------ TASK INPUTS ------

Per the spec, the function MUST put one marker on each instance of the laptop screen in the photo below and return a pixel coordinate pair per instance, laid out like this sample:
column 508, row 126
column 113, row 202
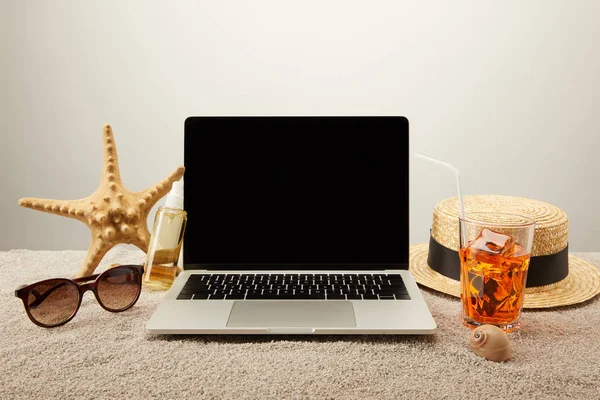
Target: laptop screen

------
------ TASK INPUTS ------

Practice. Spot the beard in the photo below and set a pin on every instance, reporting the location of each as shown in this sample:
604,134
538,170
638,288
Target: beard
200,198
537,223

------

*EXERCISE TASK*.
Please pick out every line above that contains the word "column" and copy each of those lines in full.

*ANSWER BELOW*.
column 508, row 126
column 113, row 202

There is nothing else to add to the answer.